= Task item =
The records below need copying. Match each line exactly.
◇ ◇ ◇ ◇
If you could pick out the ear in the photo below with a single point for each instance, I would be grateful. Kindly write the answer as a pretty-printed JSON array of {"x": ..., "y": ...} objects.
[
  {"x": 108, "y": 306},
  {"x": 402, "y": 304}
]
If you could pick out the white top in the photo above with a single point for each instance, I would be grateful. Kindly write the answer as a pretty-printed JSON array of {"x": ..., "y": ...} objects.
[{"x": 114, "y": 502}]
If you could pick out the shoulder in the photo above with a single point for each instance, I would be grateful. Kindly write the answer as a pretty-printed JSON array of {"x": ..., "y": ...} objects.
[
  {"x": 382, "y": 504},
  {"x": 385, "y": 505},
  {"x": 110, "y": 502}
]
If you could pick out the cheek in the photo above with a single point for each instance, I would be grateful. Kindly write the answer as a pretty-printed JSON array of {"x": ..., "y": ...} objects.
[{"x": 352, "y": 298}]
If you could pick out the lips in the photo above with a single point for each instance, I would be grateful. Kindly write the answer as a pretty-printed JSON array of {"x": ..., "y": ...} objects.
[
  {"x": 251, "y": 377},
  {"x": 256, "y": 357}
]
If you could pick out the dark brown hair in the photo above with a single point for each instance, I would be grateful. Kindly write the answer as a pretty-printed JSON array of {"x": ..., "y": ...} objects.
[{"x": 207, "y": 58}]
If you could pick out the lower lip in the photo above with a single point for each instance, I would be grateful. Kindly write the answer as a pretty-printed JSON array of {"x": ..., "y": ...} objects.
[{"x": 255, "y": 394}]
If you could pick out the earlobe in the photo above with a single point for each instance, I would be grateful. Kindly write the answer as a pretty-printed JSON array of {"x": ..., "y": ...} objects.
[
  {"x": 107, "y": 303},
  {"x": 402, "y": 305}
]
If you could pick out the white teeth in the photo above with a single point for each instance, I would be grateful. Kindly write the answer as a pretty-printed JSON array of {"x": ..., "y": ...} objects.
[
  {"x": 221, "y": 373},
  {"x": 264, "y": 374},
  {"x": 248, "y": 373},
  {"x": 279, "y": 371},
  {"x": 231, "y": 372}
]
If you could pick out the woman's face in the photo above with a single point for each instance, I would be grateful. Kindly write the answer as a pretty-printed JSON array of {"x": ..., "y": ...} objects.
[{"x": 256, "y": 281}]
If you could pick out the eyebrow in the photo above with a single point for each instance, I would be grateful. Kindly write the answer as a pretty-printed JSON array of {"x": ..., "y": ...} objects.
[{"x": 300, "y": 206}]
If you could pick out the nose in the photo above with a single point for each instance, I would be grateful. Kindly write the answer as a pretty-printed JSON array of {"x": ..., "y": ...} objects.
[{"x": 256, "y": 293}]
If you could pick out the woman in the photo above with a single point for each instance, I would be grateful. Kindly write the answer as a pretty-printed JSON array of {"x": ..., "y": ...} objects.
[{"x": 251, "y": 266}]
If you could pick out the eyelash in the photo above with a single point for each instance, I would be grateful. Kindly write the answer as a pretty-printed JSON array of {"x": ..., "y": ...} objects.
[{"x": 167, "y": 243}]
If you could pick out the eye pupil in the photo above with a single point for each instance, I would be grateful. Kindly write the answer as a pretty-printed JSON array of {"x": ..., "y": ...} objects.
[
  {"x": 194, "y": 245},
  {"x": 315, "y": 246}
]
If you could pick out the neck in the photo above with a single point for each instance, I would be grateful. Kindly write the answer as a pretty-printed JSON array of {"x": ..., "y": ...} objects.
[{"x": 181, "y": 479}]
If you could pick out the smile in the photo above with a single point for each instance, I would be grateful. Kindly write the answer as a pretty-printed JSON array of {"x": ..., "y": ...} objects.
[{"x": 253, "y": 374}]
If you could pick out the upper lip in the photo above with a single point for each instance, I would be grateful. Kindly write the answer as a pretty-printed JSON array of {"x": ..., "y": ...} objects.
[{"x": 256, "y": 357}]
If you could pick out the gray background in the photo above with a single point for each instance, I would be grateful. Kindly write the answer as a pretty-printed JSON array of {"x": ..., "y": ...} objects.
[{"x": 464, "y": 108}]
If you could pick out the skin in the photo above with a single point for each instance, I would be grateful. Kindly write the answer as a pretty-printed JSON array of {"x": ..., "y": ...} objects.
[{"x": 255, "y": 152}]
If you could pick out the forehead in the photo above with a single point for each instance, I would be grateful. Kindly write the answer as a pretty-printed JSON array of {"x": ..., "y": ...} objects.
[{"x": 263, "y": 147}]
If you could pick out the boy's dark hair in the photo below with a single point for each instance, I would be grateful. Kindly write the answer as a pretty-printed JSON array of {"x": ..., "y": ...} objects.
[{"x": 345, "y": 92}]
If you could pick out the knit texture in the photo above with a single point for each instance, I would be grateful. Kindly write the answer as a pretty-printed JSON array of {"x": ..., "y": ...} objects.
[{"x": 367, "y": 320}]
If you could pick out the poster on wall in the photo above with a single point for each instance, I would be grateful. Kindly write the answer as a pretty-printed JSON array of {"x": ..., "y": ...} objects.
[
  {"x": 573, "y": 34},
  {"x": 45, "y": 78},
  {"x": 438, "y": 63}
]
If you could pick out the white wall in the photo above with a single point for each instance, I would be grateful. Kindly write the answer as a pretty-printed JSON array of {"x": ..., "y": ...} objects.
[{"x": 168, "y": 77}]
◇ ◇ ◇ ◇
= Solution to this task =
If you could pick out the ear in the photo below with a single point for each instance, I would be grateful. Kindly write the answer as a pretty-printed JSON array of {"x": ..., "y": ...} objects.
[
  {"x": 108, "y": 306},
  {"x": 402, "y": 304}
]
If you could pick out the white top in the photo above with a single point for each instance, I would be grateful. Kindly write the answer as a pretty-printed JSON array of {"x": ..., "y": ...} objects.
[{"x": 114, "y": 502}]
If you could pick out the shoulder in the photo above with a single point for each instance, I would be grateful. Kindly write the answer as a pretty-printed JSON array of {"x": ..., "y": ...} objects.
[
  {"x": 382, "y": 504},
  {"x": 385, "y": 505},
  {"x": 110, "y": 502}
]
If you could pick out the cheek in the photo above with a single point for each instance, I would be grateful. Kindly write the answer as a pretty-printed JSON array of {"x": ..., "y": ...} objects.
[{"x": 352, "y": 298}]
If you could pick out the lips in the photo above with a single point for each instance, I would be grateful. Kindly write the answer as a pretty-printed JSON array of {"x": ..., "y": ...} objects.
[
  {"x": 251, "y": 377},
  {"x": 256, "y": 357}
]
If you could pick out the dark brown hair in the photo above with a single point for each instance, I would be grateful. Kindly write the answer as a pretty-printed JSON array of {"x": ..., "y": ...} objects.
[{"x": 207, "y": 58}]
If you could pick out the lower lip in the photo above with a single point for each instance, I would be grateful. Kindly write the answer as a pretty-printed JSON array of {"x": ..., "y": ...} objects.
[{"x": 255, "y": 394}]
If you could pick out the earlobe in the photo above with a single point for each instance, I would be grateful. Kindly write the answer as a pretty-printed JSON array of {"x": ..., "y": ...} objects.
[
  {"x": 107, "y": 303},
  {"x": 402, "y": 305}
]
If you could pick out the white teeth in the photo above with a single point for each instance, I would be grateful. Kindly write the answer as a pretty-printed JSON array of {"x": ..., "y": ...} objects.
[
  {"x": 221, "y": 373},
  {"x": 264, "y": 374},
  {"x": 248, "y": 373},
  {"x": 279, "y": 371},
  {"x": 231, "y": 372}
]
If you could pick out the woman's face in the photo above with a single point for each instance, I would be grateful. Kindly write the answer as a pretty-printed JSON array of {"x": ..., "y": ...} objects.
[{"x": 256, "y": 281}]
If you could pick out the eyebrow in the photo above with a single point for each instance, I would be grateful. Kindly write the answer as a pretty-printed JSON array of {"x": ..., "y": ...} objects.
[{"x": 300, "y": 206}]
If you could pick out the nose in the photo above with a single point for each instance, I would be grateful. Kindly write the answer as a pretty-printed JSON array of {"x": ..., "y": ...} objects.
[{"x": 256, "y": 293}]
If you could pick out the woman in the photo above with a single point for each instance, I would be grateful. Kindly write the answer as a pretty-printed JSON array of {"x": ..., "y": ...} objects.
[{"x": 251, "y": 266}]
If you could pick out the eyelash in the photo above with a single point for each instance, I would be grateful. Kindly write the answer as a pretty-printed JSON array of {"x": ..., "y": ...} objects.
[{"x": 167, "y": 243}]
If you could pick out the eye pupil in the photo above with a single point for each instance, I would be grateful. Kindly write the answer as a pretty-printed JSON array of {"x": ..., "y": ...} objects.
[
  {"x": 194, "y": 245},
  {"x": 315, "y": 246}
]
If you could pick out the neck in the photo above with a single point for each instance, I would be grateful. Kindly write the answer as a pretty-printed JSON array of {"x": ..., "y": ...} objects.
[{"x": 181, "y": 479}]
If you could pick out the smile in the photo above with a single point for each instance, I would be grateful. Kindly write the answer as a pretty-printed JSON array of {"x": ..., "y": ...} objects.
[{"x": 253, "y": 374}]
If you could pick out the upper lip in the photo above with a single point for each instance, I would be grateful. Kindly write the answer as a pretty-printed JSON array of {"x": ..., "y": ...} objects.
[{"x": 256, "y": 357}]
If you could pick out the gray background in the photo above with a single point for each instance, I would be grateful. Kindly write the answer as a pretty-printed JSON array of {"x": ..., "y": ...} objects.
[{"x": 464, "y": 108}]
If you could pick out the skin in the photo above with a single point for each instance, I would be grateful. Kindly write the answer as a pretty-printed JSON array of {"x": ..., "y": ...} objects.
[{"x": 255, "y": 152}]
If you could pick out the forehead in the photo above with a single point for each instance, I would be grateful. Kindly write the answer as a pretty-printed JSON array of {"x": ..., "y": ...} objects.
[{"x": 263, "y": 147}]
If you could pick out the boy's dark hair in the photo below with a single point for each instance, I would be grateful. Kindly write the answer as a pretty-printed JSON array of {"x": ..., "y": ...} objects.
[{"x": 345, "y": 92}]
If you could pick out the knit texture in the photo above with a single point for each instance, I would be grateful. Kindly write the answer as a pretty-printed JSON array of {"x": ..., "y": ...} objects.
[{"x": 367, "y": 320}]
If you could pick out the poster on wall in the photo above with a single point for each instance, I would be grateful. Kindly write the answer as a pretty-printed JSON array of {"x": ..., "y": ...} objects.
[
  {"x": 573, "y": 34},
  {"x": 45, "y": 78},
  {"x": 438, "y": 63}
]
If you could pick out the white wall in the photo above with a single point for each instance, I would be grateful. Kindly write the answer as a pretty-printed JSON array of {"x": ..., "y": ...} objects.
[{"x": 168, "y": 77}]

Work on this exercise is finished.